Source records
┄┄┄┄┄┄┄┄┄┄┄┄┄┄┄┄┄┄┄┄

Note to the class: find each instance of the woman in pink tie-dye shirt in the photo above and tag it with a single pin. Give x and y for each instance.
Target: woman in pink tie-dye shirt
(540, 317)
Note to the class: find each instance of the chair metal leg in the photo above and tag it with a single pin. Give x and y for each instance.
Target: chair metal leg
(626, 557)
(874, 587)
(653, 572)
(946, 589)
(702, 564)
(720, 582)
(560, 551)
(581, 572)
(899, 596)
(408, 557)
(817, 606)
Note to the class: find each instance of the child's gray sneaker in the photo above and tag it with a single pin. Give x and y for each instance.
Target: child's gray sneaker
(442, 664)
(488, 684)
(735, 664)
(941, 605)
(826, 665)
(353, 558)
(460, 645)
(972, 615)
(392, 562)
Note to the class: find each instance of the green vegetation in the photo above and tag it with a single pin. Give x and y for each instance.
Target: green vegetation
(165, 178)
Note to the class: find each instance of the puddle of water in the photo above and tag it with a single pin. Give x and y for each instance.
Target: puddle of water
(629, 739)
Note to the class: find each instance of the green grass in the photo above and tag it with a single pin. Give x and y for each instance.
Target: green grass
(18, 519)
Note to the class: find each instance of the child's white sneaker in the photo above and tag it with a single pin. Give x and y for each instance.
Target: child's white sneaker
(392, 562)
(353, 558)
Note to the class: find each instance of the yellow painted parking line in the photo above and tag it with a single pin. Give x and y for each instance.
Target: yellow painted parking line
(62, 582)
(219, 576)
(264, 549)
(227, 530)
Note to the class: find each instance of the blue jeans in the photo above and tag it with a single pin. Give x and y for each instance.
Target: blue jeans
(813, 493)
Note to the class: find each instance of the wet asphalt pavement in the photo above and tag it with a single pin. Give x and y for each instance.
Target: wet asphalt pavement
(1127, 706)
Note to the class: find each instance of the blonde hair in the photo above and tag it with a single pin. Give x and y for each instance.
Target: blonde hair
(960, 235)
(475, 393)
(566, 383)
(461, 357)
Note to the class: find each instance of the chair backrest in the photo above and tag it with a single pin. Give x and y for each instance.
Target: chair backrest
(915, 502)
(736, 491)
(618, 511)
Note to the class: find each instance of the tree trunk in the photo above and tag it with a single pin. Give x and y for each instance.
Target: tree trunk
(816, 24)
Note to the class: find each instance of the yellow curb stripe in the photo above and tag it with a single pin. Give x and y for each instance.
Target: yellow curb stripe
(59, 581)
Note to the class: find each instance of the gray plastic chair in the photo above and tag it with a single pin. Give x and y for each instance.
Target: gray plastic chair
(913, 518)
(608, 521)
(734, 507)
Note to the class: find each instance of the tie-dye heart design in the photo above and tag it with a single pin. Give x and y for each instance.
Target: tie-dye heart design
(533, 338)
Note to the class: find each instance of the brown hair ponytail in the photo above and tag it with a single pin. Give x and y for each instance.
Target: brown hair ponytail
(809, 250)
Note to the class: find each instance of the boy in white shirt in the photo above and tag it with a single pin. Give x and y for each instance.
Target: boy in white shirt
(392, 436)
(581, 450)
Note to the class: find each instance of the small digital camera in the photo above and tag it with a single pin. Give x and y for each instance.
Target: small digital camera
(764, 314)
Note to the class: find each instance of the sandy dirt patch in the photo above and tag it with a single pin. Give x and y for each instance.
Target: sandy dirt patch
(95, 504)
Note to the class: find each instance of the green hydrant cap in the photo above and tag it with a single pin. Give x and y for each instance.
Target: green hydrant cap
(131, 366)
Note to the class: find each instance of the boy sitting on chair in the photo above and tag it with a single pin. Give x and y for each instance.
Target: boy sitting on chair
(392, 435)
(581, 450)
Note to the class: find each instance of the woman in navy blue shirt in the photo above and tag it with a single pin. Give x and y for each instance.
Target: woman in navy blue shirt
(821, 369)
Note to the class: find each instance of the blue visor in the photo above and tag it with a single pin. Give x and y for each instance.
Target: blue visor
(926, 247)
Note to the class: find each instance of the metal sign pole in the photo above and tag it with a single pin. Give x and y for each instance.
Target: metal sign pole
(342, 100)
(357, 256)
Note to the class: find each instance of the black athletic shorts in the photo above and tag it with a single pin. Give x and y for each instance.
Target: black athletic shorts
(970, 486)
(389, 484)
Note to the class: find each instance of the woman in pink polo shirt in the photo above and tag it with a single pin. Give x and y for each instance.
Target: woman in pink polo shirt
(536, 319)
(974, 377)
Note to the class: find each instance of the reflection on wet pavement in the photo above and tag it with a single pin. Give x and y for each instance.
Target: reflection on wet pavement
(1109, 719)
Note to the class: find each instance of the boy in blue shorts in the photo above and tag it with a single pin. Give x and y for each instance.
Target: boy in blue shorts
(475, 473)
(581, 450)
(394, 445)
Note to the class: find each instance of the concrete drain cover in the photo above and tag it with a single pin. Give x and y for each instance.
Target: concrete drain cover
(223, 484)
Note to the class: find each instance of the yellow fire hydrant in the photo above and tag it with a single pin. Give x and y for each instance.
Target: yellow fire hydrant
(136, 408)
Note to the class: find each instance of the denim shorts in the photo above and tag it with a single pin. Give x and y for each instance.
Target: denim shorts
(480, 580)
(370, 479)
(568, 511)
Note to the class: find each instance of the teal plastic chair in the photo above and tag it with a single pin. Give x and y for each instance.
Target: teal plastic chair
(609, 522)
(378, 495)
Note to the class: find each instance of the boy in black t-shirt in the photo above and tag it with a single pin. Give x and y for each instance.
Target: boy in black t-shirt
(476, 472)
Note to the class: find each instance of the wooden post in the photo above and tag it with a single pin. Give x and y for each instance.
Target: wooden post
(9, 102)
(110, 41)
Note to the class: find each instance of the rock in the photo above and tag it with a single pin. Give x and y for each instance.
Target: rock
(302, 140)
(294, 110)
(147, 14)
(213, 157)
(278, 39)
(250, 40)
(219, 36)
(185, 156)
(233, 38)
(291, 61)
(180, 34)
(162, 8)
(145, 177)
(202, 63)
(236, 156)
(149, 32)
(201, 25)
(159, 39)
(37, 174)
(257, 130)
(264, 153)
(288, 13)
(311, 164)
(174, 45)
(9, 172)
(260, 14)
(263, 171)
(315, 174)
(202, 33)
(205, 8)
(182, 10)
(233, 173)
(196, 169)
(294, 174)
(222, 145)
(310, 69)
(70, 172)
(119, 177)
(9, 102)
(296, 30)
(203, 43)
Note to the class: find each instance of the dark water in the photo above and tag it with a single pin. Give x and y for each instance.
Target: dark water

┄┄┄┄┄┄┄┄┄┄┄┄┄┄┄┄┄┄┄┄

• What is being asked: Figure out how many lines of the data hold "dark", and answer with the number only.

• Output for this task: 2